*** Opening of EXCERPTED PASSAGE ***

COLUMN: A few thoughts on stubbing out a ‘false buddy’

Angry? Stressed? Upset? Just light one up! There is that calming sensation that fills up every inch of your body when you light a cigarette; then you are able to exhale your worries away. Inhale, relax, and exhale.

While that relaxing sensation takes effect, you never think about the carcinogenic gases you have inhaled. You have put the Surgeon General’s warning in the back of your head.

Your cigarette is your best friend, when you are upset, after a test, after a breakup, he’s always there for you. He’s even better after a couple of drinks, always ready to cheer you up.

But wait, how well do you know your buddy cigarette? According to NOVA Online, a PBS documentary series Web site, his skinny body is not only full of tobacco, but also of reconstituted tobacco paper and expanded tobacco.

Reconstituted tobacco paper is made of different parts of the tobacco leaf and mashed stems sprayed with some 600 chemicals; one of them is ammonia. If it wasn’t for the tobacco industry, all those would go to waste.

*** Close of EXCERPTED PASSAGE ***
*** Opening of LISTED ENTRIES ***

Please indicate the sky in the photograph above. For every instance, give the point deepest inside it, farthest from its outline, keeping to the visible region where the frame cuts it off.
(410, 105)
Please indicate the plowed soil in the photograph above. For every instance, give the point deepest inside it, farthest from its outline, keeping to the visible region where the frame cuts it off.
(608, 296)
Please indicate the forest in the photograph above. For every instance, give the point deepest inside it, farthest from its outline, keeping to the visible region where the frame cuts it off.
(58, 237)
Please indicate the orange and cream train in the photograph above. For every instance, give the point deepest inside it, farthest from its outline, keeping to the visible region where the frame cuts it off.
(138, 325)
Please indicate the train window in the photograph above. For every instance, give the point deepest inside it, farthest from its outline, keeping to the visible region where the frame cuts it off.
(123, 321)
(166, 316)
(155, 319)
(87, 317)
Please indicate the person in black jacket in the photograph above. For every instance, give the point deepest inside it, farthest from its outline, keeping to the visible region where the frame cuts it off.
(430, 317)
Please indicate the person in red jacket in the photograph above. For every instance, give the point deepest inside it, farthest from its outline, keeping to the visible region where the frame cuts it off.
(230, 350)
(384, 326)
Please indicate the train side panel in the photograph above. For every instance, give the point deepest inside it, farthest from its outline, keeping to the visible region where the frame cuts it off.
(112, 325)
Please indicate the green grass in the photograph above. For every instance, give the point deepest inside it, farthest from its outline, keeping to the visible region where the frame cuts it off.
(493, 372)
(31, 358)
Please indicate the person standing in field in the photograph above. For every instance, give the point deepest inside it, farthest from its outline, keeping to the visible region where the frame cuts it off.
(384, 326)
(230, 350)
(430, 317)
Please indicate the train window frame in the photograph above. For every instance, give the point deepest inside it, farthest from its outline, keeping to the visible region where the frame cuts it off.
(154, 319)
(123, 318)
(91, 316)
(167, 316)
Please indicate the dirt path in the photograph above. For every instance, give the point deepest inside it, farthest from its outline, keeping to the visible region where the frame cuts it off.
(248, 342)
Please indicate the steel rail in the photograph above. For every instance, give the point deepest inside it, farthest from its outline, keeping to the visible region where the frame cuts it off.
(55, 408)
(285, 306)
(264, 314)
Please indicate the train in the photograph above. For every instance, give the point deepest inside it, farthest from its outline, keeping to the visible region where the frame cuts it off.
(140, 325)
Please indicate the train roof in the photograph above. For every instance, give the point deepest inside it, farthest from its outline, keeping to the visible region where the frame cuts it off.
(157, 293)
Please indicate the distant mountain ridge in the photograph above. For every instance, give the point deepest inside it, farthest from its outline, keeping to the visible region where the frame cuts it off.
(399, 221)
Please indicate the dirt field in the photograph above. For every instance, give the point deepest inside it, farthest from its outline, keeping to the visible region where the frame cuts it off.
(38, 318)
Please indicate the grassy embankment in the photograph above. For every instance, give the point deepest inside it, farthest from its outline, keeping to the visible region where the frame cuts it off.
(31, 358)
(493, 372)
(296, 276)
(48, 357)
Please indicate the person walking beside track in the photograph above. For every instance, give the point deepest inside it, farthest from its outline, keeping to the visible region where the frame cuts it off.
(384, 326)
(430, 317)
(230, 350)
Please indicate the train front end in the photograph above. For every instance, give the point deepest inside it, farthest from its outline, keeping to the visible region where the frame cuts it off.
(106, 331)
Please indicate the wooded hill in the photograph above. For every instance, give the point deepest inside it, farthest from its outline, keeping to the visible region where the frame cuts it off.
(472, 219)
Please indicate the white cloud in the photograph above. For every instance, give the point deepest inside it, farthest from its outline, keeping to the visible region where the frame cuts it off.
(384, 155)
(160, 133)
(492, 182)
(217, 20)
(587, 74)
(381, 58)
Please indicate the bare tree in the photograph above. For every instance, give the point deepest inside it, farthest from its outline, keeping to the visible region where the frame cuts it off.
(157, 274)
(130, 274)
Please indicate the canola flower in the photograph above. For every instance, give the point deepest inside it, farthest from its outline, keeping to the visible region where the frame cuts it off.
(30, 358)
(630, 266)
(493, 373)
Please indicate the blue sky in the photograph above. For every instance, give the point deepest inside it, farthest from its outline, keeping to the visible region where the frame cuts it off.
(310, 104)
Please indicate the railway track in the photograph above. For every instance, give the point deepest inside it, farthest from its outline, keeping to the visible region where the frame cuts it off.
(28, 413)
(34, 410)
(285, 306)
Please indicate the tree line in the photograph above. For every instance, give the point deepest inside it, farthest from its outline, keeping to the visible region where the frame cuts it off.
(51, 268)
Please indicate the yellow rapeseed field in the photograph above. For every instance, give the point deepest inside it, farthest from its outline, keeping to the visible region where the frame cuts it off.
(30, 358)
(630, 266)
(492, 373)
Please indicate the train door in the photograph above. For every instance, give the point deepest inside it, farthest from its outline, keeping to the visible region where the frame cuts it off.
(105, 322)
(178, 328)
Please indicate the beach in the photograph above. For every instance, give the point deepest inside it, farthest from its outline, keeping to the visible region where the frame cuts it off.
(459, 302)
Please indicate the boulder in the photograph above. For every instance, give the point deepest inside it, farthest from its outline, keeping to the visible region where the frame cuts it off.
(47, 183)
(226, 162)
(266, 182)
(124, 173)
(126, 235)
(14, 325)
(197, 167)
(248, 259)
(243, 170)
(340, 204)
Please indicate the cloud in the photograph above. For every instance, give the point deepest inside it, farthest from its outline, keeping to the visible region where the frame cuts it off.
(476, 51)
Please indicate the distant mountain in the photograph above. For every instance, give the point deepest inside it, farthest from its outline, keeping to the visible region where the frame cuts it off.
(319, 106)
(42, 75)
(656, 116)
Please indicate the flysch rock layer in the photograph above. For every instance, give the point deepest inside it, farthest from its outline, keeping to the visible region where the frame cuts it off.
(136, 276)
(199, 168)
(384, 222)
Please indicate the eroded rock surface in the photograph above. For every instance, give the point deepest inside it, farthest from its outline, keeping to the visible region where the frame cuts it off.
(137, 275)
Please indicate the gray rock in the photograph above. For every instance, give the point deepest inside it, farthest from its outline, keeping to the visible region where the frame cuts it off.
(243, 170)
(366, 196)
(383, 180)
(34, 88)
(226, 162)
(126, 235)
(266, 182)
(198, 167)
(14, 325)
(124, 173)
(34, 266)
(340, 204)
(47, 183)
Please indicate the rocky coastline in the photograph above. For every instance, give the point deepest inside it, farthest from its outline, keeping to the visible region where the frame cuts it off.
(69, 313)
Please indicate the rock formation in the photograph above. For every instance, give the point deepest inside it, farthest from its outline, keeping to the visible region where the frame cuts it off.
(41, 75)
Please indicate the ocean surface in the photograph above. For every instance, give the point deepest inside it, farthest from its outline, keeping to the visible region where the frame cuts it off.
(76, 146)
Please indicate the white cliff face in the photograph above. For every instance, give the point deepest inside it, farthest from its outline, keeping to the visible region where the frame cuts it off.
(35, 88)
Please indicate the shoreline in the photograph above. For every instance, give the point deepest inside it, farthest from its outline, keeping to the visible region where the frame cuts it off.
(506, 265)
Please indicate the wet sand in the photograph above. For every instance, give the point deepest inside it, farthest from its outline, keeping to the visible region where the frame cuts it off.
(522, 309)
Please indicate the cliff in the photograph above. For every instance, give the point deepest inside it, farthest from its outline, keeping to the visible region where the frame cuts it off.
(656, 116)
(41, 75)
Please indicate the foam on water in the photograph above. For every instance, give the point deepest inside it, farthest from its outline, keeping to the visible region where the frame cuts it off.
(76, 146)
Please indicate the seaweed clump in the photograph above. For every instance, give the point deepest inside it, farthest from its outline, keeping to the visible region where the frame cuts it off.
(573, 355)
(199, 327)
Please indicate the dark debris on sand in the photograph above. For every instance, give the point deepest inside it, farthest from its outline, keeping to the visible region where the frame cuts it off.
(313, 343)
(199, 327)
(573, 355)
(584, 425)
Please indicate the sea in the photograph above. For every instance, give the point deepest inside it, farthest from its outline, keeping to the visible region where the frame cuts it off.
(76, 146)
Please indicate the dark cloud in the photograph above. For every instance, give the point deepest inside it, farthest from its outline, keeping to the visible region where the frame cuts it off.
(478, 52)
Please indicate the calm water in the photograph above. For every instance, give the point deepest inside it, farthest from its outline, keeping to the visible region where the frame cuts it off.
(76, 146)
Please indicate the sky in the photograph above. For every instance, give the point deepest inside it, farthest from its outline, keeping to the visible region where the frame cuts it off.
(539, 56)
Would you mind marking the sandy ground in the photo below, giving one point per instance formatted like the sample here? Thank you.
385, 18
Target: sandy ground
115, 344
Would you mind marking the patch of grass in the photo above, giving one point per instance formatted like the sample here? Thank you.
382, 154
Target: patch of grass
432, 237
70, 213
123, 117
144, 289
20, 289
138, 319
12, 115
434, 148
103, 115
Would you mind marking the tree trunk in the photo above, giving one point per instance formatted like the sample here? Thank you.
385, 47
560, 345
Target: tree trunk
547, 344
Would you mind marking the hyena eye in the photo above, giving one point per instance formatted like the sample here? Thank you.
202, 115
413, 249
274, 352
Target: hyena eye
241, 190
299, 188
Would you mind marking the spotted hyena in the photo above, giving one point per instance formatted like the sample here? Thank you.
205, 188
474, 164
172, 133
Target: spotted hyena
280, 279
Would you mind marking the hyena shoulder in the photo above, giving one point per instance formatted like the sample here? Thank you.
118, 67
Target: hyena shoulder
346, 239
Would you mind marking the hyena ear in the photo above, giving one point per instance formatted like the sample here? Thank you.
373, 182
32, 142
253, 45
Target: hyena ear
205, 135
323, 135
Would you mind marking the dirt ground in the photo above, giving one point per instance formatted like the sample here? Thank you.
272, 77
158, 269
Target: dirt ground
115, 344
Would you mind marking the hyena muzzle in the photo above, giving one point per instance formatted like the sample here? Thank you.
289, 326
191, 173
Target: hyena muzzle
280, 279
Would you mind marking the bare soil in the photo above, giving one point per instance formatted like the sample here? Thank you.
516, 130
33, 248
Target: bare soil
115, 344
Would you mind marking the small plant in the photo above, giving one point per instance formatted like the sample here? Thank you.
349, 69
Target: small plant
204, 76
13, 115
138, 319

*** Close of LISTED ENTRIES ***

TASK SET |
[A] List the three things the column says a cigarette's body holds, according to the source it cites.
[B] Answer these questions about the column on cigarettes:
(i) Whose warning does the smoker put in the back of their head?
(ii) What website does the column cite for what a cigarette contains?
(iii) About how many chemicals are sprayed on reconstituted tobacco paper?

RESULTS OF THE TASKS |
[A]
Tobacco
Reconstituted tobacco paper
Expanded tobacco

[B]
(i) The Surgeon General's
(ii) NOVA Online, a PBS documentary series website
(iii) Some 600